** START **

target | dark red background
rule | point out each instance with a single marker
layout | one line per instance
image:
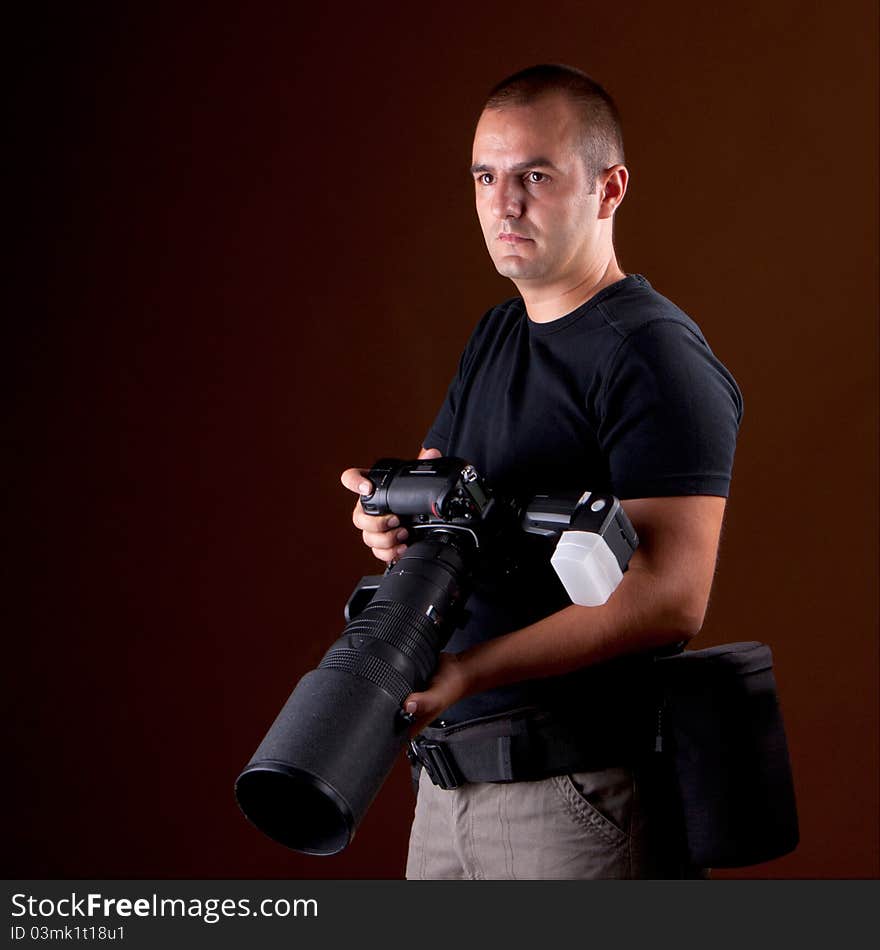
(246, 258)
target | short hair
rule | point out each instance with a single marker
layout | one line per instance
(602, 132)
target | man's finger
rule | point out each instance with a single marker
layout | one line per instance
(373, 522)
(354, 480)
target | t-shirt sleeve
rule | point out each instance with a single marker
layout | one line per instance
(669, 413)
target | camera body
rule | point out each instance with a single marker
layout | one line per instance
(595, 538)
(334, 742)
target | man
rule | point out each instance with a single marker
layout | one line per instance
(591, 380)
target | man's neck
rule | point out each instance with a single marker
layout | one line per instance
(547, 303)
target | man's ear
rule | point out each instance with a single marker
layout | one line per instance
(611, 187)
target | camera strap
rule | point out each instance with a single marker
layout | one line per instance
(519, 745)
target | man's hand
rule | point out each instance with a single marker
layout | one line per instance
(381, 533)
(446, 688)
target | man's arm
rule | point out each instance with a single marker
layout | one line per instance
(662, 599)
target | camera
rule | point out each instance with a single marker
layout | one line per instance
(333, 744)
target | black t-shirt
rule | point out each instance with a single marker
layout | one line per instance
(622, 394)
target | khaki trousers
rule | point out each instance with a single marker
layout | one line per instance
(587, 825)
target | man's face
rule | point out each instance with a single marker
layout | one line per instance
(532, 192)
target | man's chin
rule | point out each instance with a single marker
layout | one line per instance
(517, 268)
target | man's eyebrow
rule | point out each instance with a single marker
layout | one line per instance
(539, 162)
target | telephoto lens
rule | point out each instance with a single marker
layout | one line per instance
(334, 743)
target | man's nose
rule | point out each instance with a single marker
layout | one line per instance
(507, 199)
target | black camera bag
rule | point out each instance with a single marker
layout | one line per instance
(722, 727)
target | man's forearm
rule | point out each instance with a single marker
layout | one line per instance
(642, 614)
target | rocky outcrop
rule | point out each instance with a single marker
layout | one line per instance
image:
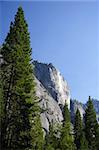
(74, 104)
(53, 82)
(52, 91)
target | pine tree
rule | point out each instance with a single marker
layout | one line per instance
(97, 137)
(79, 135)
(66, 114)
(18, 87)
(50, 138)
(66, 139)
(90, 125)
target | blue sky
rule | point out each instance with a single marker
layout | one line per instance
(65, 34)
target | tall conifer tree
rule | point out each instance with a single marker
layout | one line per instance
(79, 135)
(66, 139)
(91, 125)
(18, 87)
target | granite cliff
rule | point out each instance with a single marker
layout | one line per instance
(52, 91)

** END **
** START **

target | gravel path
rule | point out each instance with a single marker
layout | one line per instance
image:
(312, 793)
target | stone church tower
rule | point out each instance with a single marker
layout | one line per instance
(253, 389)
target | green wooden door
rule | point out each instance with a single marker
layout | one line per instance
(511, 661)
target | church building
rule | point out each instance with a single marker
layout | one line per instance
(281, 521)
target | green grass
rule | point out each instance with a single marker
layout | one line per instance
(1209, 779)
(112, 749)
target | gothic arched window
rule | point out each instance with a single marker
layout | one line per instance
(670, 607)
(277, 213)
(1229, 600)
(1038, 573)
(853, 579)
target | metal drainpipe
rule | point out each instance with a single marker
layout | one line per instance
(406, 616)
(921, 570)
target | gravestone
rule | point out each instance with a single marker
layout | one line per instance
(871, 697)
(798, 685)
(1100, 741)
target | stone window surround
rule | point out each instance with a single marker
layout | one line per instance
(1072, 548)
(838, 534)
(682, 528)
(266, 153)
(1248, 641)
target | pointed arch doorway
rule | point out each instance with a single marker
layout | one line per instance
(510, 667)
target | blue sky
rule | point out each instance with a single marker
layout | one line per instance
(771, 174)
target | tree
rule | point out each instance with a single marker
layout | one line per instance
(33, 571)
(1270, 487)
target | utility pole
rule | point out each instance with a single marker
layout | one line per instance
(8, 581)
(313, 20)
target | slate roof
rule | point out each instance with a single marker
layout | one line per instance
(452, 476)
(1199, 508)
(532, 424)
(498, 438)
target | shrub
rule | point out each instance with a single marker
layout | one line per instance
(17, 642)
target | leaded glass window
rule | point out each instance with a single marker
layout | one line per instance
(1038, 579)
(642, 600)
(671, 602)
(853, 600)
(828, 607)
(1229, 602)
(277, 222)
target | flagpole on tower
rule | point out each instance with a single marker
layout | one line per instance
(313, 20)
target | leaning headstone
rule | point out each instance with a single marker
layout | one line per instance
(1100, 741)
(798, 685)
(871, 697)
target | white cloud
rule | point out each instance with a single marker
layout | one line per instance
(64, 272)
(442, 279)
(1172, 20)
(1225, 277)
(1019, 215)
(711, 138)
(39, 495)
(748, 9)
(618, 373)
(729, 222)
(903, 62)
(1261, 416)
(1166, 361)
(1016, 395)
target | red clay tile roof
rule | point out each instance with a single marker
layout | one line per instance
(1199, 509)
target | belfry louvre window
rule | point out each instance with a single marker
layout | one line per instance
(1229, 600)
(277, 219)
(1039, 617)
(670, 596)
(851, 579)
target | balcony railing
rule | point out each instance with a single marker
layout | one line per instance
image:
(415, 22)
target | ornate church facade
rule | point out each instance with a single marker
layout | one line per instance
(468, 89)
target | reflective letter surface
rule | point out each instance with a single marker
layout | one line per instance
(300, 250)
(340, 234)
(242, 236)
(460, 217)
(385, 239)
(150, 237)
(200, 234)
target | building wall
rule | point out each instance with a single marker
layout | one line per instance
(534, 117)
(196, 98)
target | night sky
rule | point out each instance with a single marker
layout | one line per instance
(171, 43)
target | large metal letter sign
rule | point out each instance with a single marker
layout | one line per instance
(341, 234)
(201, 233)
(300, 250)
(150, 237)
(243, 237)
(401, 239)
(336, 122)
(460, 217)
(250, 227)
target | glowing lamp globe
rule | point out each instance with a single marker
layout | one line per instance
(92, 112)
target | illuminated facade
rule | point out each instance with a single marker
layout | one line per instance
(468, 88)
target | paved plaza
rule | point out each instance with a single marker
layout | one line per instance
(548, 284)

** END **
** START **

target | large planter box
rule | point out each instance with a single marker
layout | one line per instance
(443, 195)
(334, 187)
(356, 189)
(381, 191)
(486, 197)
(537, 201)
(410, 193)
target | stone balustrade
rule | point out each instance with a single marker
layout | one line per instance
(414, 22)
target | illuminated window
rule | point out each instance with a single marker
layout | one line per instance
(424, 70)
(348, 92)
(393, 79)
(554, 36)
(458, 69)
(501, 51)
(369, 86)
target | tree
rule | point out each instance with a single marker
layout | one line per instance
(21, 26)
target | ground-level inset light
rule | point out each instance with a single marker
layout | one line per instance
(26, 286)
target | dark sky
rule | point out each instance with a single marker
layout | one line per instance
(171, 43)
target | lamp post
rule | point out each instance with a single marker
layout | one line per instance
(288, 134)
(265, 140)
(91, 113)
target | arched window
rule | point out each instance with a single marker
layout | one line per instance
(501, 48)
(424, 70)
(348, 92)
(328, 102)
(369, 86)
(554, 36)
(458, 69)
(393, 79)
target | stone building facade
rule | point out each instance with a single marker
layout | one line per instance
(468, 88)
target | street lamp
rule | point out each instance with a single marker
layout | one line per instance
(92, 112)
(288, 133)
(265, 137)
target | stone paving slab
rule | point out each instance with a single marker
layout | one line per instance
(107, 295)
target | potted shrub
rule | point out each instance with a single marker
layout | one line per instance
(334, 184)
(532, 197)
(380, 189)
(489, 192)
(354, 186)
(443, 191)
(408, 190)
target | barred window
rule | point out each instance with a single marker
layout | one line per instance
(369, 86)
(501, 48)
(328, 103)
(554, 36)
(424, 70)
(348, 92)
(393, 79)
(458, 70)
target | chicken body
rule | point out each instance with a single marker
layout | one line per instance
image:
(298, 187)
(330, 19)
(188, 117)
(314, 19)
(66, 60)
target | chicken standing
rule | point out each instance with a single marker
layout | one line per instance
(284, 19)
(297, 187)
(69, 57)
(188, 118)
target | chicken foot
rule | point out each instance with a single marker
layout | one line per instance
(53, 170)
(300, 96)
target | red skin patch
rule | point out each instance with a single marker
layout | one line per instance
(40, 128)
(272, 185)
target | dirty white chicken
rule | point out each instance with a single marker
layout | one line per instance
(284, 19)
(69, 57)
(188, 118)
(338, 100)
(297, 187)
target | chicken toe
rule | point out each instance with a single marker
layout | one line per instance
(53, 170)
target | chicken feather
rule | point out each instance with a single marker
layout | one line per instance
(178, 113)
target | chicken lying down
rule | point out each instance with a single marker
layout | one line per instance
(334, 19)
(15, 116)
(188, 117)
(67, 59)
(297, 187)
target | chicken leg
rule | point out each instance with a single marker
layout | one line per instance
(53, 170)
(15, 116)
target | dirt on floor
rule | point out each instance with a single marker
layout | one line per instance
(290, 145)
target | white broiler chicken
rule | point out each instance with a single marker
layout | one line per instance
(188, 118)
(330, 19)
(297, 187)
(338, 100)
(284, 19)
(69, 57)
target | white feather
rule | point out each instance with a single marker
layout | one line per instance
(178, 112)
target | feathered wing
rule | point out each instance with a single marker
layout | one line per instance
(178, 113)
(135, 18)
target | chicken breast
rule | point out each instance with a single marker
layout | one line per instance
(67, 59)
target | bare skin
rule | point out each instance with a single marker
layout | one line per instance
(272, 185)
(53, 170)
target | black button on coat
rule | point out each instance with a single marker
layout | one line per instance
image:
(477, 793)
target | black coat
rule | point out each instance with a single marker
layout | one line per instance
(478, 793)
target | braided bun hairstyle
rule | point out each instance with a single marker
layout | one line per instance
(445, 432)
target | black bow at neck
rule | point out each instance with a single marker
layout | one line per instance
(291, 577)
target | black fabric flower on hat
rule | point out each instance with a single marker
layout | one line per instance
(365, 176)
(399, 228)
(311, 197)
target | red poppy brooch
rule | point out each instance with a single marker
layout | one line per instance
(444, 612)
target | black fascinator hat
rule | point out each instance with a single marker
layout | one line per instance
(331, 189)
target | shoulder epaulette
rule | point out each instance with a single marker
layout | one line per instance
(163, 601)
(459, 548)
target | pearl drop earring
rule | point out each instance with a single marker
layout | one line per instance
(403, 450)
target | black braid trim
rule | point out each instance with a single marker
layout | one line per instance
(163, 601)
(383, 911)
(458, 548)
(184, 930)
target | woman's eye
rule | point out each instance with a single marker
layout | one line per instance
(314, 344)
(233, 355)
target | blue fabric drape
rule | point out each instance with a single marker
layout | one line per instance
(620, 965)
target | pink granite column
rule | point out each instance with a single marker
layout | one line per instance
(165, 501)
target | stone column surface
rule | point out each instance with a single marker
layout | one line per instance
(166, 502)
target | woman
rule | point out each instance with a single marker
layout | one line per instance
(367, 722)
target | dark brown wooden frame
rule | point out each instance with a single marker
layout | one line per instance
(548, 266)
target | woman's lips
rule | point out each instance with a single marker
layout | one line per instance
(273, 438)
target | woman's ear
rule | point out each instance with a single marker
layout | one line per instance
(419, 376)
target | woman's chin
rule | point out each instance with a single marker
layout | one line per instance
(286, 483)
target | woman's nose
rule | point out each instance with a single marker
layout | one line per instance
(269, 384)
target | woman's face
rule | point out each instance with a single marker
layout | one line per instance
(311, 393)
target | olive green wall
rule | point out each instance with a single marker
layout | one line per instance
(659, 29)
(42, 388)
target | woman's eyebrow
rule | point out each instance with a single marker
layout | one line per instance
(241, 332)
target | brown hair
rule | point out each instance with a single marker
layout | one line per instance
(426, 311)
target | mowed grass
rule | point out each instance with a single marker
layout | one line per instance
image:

** END **

* _YOUR INSTRUCTIONS_: Pick out every line in the records above that contains the word "granite", and copy each one in full. Match the case exactly.

* _ANSWER TO THIS TASK_:
target | granite cliff
target | pink granite column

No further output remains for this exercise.